▶ THE TASK
Gather every line in the data that contains the string "furrow" and list those lines.

▶ Items from a data source

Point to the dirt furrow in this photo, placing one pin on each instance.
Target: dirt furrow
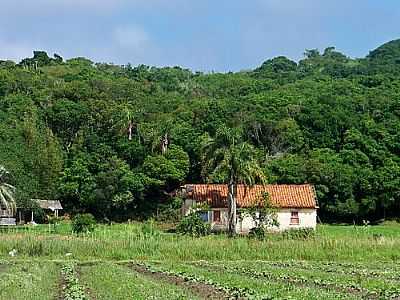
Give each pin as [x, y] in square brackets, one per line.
[203, 290]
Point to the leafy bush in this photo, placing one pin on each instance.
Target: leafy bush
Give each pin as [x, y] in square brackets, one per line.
[170, 212]
[193, 225]
[83, 223]
[299, 234]
[149, 228]
[257, 233]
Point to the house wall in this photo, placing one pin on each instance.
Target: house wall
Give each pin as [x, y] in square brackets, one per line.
[307, 219]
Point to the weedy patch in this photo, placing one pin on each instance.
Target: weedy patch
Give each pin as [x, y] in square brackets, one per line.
[229, 292]
[72, 290]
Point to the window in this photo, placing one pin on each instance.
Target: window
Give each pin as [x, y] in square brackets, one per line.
[217, 216]
[294, 218]
[203, 215]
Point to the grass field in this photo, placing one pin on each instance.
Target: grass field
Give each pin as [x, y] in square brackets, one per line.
[138, 261]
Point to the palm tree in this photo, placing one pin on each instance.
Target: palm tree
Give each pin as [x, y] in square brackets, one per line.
[233, 161]
[7, 191]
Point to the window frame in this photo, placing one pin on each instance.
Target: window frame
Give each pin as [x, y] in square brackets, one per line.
[294, 217]
[219, 216]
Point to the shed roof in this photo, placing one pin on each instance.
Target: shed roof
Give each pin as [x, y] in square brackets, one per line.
[49, 204]
[282, 195]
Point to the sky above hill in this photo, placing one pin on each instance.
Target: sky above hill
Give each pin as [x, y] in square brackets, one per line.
[205, 35]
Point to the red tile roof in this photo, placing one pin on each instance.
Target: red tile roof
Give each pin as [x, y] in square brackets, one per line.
[282, 195]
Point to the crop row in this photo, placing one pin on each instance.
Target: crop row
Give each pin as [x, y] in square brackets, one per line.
[301, 280]
[233, 292]
[72, 290]
[343, 268]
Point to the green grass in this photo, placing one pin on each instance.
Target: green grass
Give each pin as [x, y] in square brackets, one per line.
[127, 242]
[340, 262]
[29, 280]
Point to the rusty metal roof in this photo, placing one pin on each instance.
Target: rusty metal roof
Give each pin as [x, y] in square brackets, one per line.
[281, 195]
[49, 204]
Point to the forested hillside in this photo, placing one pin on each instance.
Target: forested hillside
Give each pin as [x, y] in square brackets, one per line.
[117, 140]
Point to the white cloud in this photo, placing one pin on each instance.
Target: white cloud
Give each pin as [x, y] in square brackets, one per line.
[15, 51]
[132, 37]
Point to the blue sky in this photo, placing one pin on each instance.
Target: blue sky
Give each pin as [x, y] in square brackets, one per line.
[204, 35]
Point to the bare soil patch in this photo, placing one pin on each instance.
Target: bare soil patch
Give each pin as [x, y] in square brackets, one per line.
[205, 291]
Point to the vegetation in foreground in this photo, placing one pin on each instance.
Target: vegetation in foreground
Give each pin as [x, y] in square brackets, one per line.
[116, 140]
[139, 261]
[143, 241]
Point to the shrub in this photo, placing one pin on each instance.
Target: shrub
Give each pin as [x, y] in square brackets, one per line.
[83, 223]
[299, 234]
[149, 228]
[257, 233]
[193, 225]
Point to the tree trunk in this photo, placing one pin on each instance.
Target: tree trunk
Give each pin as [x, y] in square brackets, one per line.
[232, 208]
[130, 126]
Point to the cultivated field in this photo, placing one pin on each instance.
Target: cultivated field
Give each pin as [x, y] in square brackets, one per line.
[138, 261]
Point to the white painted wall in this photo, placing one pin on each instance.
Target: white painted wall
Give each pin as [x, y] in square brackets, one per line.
[307, 219]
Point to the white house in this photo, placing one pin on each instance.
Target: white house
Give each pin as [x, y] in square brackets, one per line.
[296, 205]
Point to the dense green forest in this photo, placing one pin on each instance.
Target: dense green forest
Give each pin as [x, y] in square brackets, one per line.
[117, 140]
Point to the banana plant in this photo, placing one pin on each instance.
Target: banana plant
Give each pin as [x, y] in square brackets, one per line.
[7, 192]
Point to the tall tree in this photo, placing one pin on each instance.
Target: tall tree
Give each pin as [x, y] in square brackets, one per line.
[7, 199]
[231, 160]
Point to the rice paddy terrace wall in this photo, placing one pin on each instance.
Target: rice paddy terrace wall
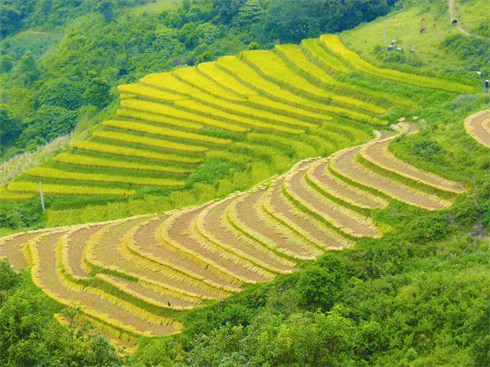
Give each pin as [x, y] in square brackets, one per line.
[169, 123]
[135, 277]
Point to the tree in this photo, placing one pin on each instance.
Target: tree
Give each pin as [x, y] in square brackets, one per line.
[249, 13]
[98, 93]
[480, 336]
[6, 64]
[320, 284]
[60, 92]
[28, 69]
[106, 8]
[10, 19]
[8, 123]
[189, 35]
[54, 121]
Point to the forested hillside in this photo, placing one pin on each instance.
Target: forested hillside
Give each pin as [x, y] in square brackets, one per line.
[242, 187]
[47, 89]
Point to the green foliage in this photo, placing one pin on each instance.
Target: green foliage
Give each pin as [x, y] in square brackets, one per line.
[106, 8]
[320, 284]
[480, 336]
[429, 227]
[467, 212]
[473, 50]
[9, 280]
[20, 215]
[10, 19]
[53, 121]
[309, 339]
[8, 123]
[28, 69]
[98, 93]
[6, 63]
[60, 92]
[209, 172]
[30, 336]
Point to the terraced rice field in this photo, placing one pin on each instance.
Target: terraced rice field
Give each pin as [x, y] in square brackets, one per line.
[478, 126]
[136, 276]
[169, 123]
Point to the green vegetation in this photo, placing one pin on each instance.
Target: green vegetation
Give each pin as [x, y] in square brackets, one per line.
[414, 292]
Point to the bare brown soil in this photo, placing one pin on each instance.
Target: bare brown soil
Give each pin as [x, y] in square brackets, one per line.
[77, 242]
[107, 252]
[304, 223]
[147, 244]
[380, 156]
[344, 191]
[328, 210]
[248, 213]
[161, 296]
[349, 167]
[180, 233]
[52, 284]
[215, 224]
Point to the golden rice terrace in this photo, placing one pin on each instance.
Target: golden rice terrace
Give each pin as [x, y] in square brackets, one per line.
[136, 276]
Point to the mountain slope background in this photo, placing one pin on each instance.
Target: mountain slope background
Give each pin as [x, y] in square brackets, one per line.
[417, 297]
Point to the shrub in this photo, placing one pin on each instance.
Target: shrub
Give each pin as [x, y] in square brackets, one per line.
[60, 92]
[321, 283]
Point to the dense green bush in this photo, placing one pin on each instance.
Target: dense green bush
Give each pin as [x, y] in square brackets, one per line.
[320, 283]
[60, 92]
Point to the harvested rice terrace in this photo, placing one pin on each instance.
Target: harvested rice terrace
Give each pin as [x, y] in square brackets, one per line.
[136, 276]
[169, 123]
[282, 108]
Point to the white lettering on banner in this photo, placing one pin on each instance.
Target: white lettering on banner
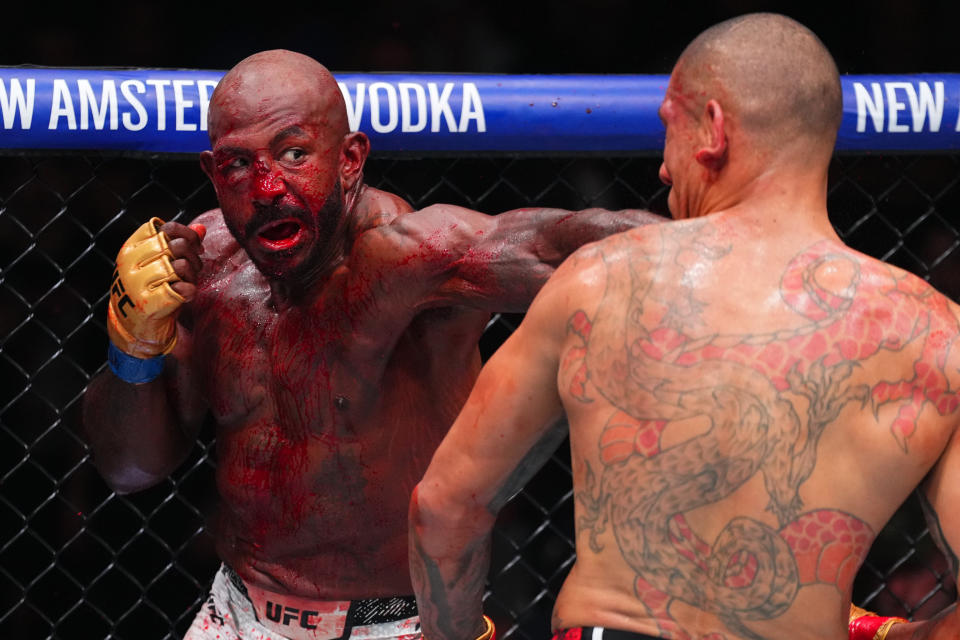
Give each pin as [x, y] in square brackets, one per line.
[134, 102]
[14, 102]
[925, 105]
[158, 86]
[376, 113]
[440, 105]
[866, 102]
[354, 108]
[205, 88]
[406, 112]
[472, 108]
[61, 105]
[180, 105]
[437, 110]
[89, 105]
[929, 104]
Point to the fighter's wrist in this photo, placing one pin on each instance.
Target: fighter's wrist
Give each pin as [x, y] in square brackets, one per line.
[489, 631]
[131, 368]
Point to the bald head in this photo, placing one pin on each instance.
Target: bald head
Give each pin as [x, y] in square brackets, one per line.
[772, 73]
[273, 83]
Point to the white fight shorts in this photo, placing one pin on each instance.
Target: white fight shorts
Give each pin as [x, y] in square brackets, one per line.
[237, 611]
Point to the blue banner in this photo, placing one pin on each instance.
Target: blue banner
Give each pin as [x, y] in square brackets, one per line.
[165, 111]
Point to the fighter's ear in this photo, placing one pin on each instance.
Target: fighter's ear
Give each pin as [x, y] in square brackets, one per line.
[713, 155]
[354, 152]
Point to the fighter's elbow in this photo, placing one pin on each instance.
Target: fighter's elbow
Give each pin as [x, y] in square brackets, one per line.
[435, 507]
[127, 479]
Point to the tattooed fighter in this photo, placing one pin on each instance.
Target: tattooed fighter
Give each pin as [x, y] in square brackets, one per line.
[331, 333]
[749, 400]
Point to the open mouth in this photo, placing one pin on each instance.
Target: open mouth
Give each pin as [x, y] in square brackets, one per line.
[280, 235]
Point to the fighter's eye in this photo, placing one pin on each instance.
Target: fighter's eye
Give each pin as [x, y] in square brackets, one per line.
[293, 154]
[233, 163]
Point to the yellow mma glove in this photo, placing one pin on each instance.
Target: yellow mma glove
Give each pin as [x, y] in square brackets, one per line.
[143, 309]
[866, 625]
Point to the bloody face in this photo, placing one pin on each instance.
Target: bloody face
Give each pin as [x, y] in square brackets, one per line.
[277, 132]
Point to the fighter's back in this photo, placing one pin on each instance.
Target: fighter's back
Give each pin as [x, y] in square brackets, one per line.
[746, 414]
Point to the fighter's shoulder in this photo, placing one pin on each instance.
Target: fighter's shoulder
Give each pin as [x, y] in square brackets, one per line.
[377, 207]
[220, 248]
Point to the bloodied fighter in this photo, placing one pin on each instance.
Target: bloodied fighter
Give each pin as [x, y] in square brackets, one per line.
[332, 334]
[749, 400]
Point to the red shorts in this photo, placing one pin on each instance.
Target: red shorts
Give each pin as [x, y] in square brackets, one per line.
[600, 633]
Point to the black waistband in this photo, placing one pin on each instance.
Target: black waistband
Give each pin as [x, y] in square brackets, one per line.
[361, 612]
[586, 633]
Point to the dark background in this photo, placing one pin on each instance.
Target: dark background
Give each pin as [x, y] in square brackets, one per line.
[77, 562]
[601, 36]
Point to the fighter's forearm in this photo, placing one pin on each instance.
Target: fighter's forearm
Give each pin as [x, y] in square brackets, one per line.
[560, 233]
[133, 432]
[449, 561]
[511, 262]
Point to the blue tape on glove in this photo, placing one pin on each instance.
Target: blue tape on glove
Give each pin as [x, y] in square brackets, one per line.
[132, 369]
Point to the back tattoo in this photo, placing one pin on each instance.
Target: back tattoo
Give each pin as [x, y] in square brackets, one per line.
[642, 352]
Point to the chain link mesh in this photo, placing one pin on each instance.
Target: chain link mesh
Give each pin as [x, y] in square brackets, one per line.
[78, 561]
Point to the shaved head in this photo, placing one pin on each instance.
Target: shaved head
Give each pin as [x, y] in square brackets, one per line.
[272, 83]
[771, 72]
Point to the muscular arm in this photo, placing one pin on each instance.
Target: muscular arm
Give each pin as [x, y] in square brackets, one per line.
[135, 431]
[508, 428]
[494, 263]
[139, 433]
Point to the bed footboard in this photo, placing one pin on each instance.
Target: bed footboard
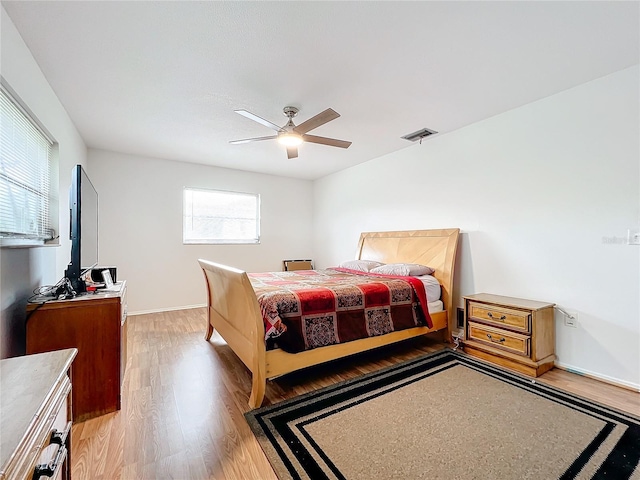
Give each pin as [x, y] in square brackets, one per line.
[233, 310]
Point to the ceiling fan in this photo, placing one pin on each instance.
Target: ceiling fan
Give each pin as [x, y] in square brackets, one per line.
[291, 135]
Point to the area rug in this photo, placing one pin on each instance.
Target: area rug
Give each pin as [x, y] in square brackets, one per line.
[446, 416]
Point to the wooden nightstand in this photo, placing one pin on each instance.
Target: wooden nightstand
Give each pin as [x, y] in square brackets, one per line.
[511, 332]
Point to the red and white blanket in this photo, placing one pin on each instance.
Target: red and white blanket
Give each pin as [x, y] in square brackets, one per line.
[313, 308]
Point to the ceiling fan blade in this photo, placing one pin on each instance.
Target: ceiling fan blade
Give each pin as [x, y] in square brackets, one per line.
[326, 141]
[292, 152]
[258, 119]
[314, 122]
[257, 139]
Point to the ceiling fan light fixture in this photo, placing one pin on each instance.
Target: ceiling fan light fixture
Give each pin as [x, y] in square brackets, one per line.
[290, 139]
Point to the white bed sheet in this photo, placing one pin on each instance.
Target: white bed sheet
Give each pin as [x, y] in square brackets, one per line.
[432, 287]
[435, 307]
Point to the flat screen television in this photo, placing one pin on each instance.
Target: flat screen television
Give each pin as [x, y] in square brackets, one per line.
[83, 229]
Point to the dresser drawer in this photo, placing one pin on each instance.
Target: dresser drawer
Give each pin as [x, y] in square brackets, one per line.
[505, 340]
[500, 316]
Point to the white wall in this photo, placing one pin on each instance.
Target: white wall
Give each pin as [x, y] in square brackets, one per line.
[140, 231]
[22, 270]
[544, 193]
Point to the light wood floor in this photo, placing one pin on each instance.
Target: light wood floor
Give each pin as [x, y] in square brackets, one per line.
[184, 399]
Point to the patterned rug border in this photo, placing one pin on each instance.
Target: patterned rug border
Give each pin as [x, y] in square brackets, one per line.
[279, 460]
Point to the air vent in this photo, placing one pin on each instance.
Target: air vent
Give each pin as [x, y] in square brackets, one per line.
[419, 135]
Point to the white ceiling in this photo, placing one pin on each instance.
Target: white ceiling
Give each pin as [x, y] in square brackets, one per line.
[162, 79]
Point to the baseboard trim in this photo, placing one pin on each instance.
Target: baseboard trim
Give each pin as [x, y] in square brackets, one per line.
[601, 378]
[166, 309]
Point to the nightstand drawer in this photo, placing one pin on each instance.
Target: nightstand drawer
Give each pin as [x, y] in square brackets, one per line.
[500, 316]
[509, 341]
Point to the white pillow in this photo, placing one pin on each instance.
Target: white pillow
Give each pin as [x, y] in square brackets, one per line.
[403, 269]
[360, 265]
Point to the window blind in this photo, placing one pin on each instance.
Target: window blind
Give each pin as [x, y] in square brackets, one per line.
[25, 162]
[214, 216]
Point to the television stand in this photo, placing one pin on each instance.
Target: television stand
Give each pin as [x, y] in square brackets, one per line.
[95, 324]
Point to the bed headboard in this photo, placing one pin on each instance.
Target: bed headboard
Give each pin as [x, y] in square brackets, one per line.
[435, 248]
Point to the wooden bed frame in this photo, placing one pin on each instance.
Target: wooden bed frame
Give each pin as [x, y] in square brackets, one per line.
[234, 312]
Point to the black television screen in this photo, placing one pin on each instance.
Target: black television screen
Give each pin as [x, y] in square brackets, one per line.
[83, 231]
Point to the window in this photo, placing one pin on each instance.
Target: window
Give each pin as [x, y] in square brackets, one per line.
[214, 216]
[26, 160]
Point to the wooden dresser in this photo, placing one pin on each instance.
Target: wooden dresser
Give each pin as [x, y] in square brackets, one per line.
[95, 324]
[35, 416]
[512, 332]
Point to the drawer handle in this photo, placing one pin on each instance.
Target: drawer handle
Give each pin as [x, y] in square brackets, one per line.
[494, 340]
[51, 469]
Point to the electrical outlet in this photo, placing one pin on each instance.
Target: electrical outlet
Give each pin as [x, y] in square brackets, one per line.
[571, 322]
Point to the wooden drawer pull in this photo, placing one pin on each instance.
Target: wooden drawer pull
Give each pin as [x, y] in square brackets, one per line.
[502, 339]
[51, 469]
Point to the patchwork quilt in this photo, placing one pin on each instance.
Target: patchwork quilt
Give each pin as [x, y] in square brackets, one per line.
[307, 309]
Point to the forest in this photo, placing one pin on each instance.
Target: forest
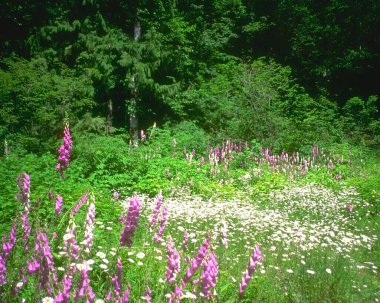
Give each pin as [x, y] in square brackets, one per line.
[151, 149]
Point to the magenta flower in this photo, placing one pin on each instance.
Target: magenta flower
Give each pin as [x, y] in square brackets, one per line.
[196, 262]
[147, 296]
[185, 241]
[84, 288]
[64, 151]
[23, 183]
[58, 205]
[131, 222]
[3, 270]
[89, 228]
[79, 205]
[173, 266]
[350, 208]
[253, 261]
[209, 275]
[158, 236]
[33, 267]
[156, 211]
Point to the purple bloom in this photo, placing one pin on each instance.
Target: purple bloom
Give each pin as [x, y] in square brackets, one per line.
[33, 267]
[185, 240]
[64, 151]
[84, 288]
[156, 211]
[79, 205]
[23, 183]
[173, 262]
[89, 227]
[196, 263]
[147, 296]
[116, 279]
[126, 295]
[3, 270]
[161, 228]
[253, 261]
[58, 205]
[209, 275]
[116, 195]
[130, 222]
[47, 265]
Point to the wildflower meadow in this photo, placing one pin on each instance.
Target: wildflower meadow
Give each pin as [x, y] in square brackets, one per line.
[233, 223]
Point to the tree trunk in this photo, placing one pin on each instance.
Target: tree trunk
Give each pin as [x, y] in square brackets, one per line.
[110, 115]
[133, 120]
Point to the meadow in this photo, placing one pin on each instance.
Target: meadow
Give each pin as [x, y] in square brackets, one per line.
[107, 222]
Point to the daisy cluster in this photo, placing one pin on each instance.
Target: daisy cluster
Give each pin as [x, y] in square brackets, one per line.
[325, 221]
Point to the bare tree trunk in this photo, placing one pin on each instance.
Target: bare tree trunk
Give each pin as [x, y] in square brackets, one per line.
[133, 120]
[110, 115]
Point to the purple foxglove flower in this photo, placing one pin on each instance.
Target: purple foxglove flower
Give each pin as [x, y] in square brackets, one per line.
[33, 267]
[79, 205]
[116, 279]
[3, 270]
[84, 288]
[173, 258]
[130, 222]
[64, 151]
[89, 227]
[126, 295]
[46, 263]
[185, 241]
[156, 211]
[147, 296]
[161, 228]
[224, 234]
[58, 205]
[116, 195]
[209, 275]
[196, 262]
[253, 261]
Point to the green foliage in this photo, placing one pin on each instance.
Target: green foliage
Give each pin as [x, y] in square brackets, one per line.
[360, 119]
[36, 99]
[261, 101]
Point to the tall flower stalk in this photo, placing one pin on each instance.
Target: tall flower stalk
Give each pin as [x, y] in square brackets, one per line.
[158, 236]
[253, 261]
[89, 226]
[23, 183]
[209, 275]
[131, 222]
[173, 266]
[64, 151]
[156, 211]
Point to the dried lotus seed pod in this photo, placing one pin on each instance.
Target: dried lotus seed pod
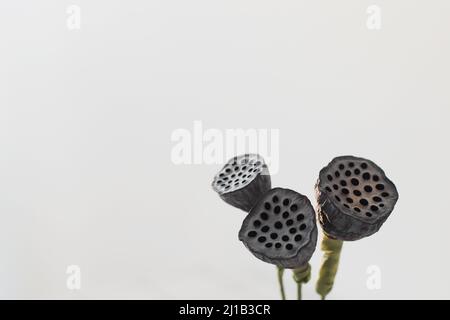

▶ CORRECT RESPONSE
Point to the dirt furrow in this photo, placing one pin on each instance.
Target: dirt furrow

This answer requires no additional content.